STATED EXERCISE:
Can you output every line of the listing below as a Markdown table with the columns "Row" and "Listing line", numbering the rows, skipping blank lines, and leaving out the pictures?

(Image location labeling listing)

=====

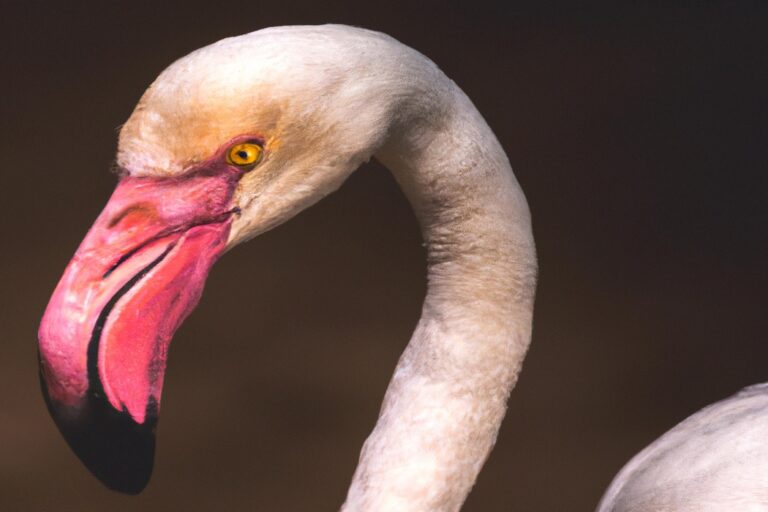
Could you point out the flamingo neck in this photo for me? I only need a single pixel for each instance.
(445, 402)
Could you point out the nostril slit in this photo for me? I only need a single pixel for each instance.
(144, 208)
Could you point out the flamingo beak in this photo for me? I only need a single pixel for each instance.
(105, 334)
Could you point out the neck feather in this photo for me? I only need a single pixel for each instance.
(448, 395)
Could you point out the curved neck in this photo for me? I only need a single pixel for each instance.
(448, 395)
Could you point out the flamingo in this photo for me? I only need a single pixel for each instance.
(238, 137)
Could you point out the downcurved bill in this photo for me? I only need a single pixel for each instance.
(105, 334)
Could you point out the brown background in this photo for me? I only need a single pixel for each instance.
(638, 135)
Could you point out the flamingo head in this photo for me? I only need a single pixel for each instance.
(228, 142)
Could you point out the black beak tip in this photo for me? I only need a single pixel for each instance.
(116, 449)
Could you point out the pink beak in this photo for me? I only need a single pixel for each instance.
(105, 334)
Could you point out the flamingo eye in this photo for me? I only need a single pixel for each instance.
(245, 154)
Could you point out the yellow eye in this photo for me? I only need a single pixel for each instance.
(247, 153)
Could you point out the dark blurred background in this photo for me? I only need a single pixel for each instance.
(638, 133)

=====

ANSWER FOR THE TASK:
| Row | Listing line |
|---|---|
| 1 | Could you point out the flamingo neck in this photo for me? I only need a single pixel for each instance. |
| 2 | (445, 402) |
| 3 | Could you point out the nostril slit in this photo for me? I only need a single pixel for each instance. |
| 4 | (144, 208) |
| 5 | Could you point out the flamingo beak in this photo for me? I only need a single pixel for each instance. |
| 6 | (105, 334) |
| 7 | Could you point out the neck feather in this photo for me? I only need a single pixel for each instance. |
| 8 | (448, 395) |
| 9 | Could you point out the curved neck in this photo for me? I only need a single pixel for each instance. |
| 10 | (448, 395) |
| 11 | Could you point out the flamingo in this photo for me? I only need a single pixel for each instance. |
| 12 | (238, 137) |
| 13 | Could you point out the downcurved bill in this photo for me? I only need a single pixel for each instance. |
| 14 | (105, 334) |
| 15 | Could you point out the brown background in this photo for me? I only need a single pixel for each instance. |
| 16 | (638, 135) |
| 17 | Could you point out the flamingo head in this photo for me? I only need a single pixel for each instance. |
| 18 | (228, 142) |
| 19 | Could you point out the black beak tip in this photo for me? I only need a single pixel for each instance. |
| 20 | (116, 449) |
| 21 | Could you point out the pink beak in this photo for me? I only need a single pixel for each instance. |
| 22 | (105, 334) |
| 23 | Could you point out the flamingo eye in this photo for me? I only need a single pixel for each instance. |
| 24 | (245, 154) |
| 25 | Could you point out the yellow eye in this photo for me? I only need a single pixel for each instance. |
| 26 | (247, 153) |
| 27 | Could you point out the dark blurred background in this photo for me? I only need a single pixel for each instance. |
| 28 | (638, 133) |